— START OF RECORDS SUPPLIED —

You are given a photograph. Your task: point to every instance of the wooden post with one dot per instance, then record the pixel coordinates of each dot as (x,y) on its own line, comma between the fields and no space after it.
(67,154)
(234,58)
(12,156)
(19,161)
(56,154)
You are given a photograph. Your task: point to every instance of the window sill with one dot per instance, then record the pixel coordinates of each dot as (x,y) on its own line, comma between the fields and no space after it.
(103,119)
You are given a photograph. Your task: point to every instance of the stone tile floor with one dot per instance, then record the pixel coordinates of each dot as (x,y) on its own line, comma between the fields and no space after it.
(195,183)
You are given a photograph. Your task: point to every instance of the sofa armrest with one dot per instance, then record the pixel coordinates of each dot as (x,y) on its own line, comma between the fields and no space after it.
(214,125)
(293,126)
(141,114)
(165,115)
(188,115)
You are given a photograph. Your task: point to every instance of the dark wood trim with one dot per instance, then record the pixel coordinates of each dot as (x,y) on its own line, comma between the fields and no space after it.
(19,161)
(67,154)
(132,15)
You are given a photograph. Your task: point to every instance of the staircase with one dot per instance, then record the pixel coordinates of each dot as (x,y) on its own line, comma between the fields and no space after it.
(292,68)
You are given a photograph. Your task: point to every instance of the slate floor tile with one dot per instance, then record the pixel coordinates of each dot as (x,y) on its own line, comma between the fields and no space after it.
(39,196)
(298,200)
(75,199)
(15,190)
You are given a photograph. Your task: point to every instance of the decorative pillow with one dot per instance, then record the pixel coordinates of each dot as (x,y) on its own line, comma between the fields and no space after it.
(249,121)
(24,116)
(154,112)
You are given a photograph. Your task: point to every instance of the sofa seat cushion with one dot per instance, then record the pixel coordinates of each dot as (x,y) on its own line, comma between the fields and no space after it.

— END OF RECORDS SUPPLIED —

**TASK:** Rewrite all of the records above, changing every "instance" to "occurrence" and leaving everything else the same.

**THE RESULT:**
You are given a photograph. Your task: point to every occurrence of the wooden post with one dot per occurrence, then record the pixel coordinates of each dot as (x,y) on its own line, comma between the fields and no space after it.
(67,154)
(234,58)
(12,156)
(19,161)
(56,154)
You are given a photograph. Your task: point to every occurrence of the window sill with one dot per occurrence, then record the pixel coordinates of each dot as (x,y) on its own line, comma between the fields and no space after it.
(103,119)
You are given a photograph. Your task: point to every occurrence of the stone tile floor with one dot per occurrence, then record the pixel coordinates of each dot as (x,y) on its own line, comma between the fields and no space after it.
(195,183)
You are given a photograph. Your task: point to every occurrence of the sofa armrest with one dot per occurrence, then record the pixel coordinates of each dot as (x,y) on its own line, comma between the fields and no space after it.
(214,125)
(293,126)
(141,114)
(165,115)
(188,115)
You are given a photograph. Your task: point to every occurrence of the dark wood trim with one dot per occurrence, then record the pixel coordinates of each dot as (x,y) on its own line, comma between the fields and no space after it.
(19,161)
(67,154)
(132,15)
You are given a photograph. Your task: point to every occurrence of the staircase with one dot per occurrence, then record the pixel coordinates of each dot as (x,y) on its own line, comma between the fields and no space after it.
(292,68)
You are given a photograph. Your task: point to every occurrence of the slate floor tile with one dot per occurrence, then record the pixel coordinates of each dot as (x,y) on its own line, comma between the fields and no space after it.
(39,196)
(298,200)
(75,199)
(15,190)
You are given a photograph. Your task: point to every occurrence of the decorative pillow with one dot per occurrence, then record the pixel coordinates of each dot as (x,y) on its own line, comma between the fields and no space after it.
(249,121)
(24,116)
(154,112)
You are given a photograph. Your task: point to every occurrence of the sofa seat cushion with one dot per occurrence, then record the pixel coordinates of each dot as (x,y) on its own line, comma between the fields and no space after it.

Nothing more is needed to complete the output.